> PROBLEM TO SOLVE: Swap "fallen branch" for "broken limb" wherever it occurs in the entries from the start through the line with "pixel 604 418", and reproduce those lines with nothing else altered.

(Location annotation dataset excerpts)
------------------------
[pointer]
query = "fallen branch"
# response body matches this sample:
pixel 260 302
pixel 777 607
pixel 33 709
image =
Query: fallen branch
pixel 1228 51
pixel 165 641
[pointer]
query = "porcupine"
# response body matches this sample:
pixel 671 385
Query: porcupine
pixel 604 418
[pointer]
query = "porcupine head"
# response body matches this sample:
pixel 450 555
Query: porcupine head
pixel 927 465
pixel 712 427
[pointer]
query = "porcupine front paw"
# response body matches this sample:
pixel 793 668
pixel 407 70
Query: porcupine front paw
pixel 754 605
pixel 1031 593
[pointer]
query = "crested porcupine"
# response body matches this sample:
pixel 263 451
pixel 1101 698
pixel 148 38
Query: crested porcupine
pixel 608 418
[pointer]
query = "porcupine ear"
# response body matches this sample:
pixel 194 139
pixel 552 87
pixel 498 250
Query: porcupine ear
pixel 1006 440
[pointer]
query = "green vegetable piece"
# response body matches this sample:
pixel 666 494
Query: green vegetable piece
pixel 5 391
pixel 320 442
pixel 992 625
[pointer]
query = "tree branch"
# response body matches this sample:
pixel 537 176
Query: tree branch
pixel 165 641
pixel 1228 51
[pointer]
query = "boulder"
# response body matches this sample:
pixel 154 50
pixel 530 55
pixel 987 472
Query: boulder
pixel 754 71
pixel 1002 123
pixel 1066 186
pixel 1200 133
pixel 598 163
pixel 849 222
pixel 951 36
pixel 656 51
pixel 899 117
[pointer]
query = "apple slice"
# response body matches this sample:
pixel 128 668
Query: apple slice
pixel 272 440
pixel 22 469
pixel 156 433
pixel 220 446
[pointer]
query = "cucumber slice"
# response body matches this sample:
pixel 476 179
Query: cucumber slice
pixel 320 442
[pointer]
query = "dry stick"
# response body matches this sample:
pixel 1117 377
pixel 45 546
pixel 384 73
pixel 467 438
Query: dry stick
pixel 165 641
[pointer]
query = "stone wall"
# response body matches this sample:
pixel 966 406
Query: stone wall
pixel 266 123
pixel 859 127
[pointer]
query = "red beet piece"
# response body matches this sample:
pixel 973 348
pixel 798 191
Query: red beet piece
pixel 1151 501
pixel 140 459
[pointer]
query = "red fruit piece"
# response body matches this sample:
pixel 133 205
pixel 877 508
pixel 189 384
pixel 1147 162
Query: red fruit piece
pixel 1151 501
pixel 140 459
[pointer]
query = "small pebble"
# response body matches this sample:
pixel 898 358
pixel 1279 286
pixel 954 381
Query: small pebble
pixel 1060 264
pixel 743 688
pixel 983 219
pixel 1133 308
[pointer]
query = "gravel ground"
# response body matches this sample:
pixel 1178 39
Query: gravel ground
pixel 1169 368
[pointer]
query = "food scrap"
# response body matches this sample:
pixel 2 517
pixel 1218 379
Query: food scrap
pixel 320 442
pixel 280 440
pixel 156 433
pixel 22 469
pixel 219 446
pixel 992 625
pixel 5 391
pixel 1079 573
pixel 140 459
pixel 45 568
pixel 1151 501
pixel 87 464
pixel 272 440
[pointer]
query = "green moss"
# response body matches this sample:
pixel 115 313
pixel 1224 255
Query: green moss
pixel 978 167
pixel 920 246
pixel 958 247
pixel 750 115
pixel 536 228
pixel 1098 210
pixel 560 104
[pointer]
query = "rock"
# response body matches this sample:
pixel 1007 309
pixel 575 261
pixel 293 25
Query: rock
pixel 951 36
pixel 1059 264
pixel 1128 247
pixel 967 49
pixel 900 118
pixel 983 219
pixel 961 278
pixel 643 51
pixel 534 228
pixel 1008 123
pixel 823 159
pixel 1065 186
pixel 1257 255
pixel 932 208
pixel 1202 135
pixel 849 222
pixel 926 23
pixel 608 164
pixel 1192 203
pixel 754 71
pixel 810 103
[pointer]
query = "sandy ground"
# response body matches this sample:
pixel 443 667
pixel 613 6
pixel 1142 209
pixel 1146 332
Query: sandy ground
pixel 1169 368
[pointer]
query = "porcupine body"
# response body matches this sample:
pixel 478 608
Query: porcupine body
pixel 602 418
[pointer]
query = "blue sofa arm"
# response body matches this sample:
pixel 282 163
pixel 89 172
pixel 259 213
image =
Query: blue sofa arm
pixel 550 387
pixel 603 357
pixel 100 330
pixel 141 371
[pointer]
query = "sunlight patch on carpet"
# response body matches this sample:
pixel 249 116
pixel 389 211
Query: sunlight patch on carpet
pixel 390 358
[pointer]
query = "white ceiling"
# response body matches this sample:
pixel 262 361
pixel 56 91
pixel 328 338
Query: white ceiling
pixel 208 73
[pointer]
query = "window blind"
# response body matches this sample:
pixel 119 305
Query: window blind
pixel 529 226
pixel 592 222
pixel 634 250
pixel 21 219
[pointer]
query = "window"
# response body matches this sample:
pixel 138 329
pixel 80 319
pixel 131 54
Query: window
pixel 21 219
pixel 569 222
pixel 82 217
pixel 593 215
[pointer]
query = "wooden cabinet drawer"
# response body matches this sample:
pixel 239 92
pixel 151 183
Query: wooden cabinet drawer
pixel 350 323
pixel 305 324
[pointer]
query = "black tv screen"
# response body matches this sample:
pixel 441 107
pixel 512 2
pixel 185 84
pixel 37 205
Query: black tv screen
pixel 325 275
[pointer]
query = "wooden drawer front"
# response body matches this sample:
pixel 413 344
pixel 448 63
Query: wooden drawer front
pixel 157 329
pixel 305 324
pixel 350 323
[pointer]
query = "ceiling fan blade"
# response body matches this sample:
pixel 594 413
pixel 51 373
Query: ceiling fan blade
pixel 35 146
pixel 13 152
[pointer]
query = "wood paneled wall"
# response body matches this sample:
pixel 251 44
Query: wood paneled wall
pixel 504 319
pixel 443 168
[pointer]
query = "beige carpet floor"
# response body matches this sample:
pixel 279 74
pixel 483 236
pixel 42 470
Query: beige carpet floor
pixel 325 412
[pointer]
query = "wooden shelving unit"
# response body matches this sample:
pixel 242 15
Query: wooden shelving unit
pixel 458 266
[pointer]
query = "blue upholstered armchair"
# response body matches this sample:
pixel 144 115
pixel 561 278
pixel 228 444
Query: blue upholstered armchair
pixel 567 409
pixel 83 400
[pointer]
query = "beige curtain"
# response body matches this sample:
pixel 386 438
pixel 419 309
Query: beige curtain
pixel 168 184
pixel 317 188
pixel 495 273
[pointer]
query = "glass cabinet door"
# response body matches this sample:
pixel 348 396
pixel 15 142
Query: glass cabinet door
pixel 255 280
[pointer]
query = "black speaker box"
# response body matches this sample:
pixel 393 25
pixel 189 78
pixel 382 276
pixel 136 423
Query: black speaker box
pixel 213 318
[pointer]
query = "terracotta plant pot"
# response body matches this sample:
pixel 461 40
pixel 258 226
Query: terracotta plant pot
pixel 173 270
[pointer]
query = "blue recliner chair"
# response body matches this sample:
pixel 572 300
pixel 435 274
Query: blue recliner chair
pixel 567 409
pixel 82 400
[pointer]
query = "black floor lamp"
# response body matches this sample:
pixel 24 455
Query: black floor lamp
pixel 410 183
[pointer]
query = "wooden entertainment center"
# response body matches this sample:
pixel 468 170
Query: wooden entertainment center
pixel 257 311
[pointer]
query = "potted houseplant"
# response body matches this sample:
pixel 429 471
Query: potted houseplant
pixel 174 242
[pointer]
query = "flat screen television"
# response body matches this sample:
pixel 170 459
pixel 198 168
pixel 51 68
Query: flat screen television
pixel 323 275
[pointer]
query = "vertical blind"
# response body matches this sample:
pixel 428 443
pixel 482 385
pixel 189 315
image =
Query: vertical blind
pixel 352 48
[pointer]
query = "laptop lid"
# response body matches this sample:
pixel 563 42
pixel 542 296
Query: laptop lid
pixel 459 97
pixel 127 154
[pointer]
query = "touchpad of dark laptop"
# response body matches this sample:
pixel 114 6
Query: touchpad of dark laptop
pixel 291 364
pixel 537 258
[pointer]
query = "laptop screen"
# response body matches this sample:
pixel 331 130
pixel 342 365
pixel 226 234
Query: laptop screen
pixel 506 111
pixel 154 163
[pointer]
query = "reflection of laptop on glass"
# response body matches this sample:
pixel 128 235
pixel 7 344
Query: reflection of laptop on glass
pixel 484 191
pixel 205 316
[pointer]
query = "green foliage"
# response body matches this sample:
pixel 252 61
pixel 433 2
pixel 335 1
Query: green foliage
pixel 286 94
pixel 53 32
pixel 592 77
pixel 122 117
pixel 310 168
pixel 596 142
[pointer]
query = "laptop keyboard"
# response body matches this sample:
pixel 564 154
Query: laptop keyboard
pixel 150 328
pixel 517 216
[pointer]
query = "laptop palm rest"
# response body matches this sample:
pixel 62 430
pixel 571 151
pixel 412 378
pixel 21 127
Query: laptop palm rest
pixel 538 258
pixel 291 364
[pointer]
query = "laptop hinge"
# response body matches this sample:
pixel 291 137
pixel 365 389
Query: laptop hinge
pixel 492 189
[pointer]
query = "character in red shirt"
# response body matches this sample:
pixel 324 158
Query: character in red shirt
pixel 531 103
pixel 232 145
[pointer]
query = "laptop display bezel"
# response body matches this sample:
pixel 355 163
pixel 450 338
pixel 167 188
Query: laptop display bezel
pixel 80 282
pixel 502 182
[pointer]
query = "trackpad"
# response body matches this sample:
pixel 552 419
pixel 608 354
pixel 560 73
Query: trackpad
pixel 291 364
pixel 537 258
------------------------
> SOLUTION:
[pointer]
query = "broken limb"
# response body matches this sample:
pixel 260 302
pixel 777 607
pixel 33 709
image =
Query: broken limb
pixel 1228 51
pixel 165 641
[pointer]
query = "porcupine"
# response body matches this sample:
pixel 671 385
Query: porcupine
pixel 604 418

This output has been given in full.